■ Extract ■
________________________
Rory C. Reid, assistant professor of psychiatry at UCLA, said this latest research comes from a "theoretical model" and does not take into account years of clinical experience.

Reid was not part of the study, but he addresses its limitations in a critique that has been widely circulated among psychiatrists.

"I know patients who come in and say they lost their job because they could not stop looking at porn at work, even though human resources gave them three warnings," Reid told ABCNews.com. "They've had serial extramarital affairs and anonymous unprotected sex and have chlamydia. Their marriages are coming apart and they feel unable to stop themselves.

"They don't care what we call it: 'Call it chicken pox, but help me.' This is a legitimate problem, and it's wreaking havoc in their lives."

That, he said, is why the study is controversial, because it "attacks the explanation for why they have this. ... We should be able to look at the brain and find pathology if it's a disease."

And perhaps rehab therapists are using the wrong model to treat those seeking help for hypersexual behavior. "What the study says is maybe a disease model isn't a good fit to explain this problem," he said.

Reid and Fong say more research needs to be done to help the medical community understand how to help these people.

"The bigger question that the study brings up is what is an addiction?" Reid said. "Answering that question is a Pandora's box waiting to happen. We have been debating it for years. Why haven't we figured this out after we have spent millions?

"There are two camps. One is the scientist -- who suggests it's a pathology and a true disorder you can see. And the other community are sex addiction therapists who say, 'Well, it looks like a duck and smells like a duck, it's probably a duck."

But Reid said it may be a completely different animal.

"We need a better explanation," he said. "And if there is a better theory, we need to understand it so we can go after it, because it will mean better treatment."
________________________
■ Data extracts ■
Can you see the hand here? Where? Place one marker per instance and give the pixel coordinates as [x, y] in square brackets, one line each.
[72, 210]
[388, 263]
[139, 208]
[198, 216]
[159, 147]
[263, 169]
________________________
■ Apply what you read ■
1: Answer these questions using the excerpt on sex addiction:
(a) What position does Reid hold at UCLA?
(b) Which news outlet did Reid speak to?
(c) How many camps does Reid say there are?
2: Rewrite the excerpt on sex addiction from "Rory C. Reid, assistant" up to and including "of clinical experience.", substituting "the university" for "UCLA".
The entries are drawn from an unrelated source.

■ Task-by-task answers ■
1:
(a) Assistant professor of psychiatry
(b) ABCNews.com
(c) Two

2:
Rory C. Reid, assistant professor of psychiatry at the university, said this latest research comes from a "theoretical model" and does not take into account years of clinical experience.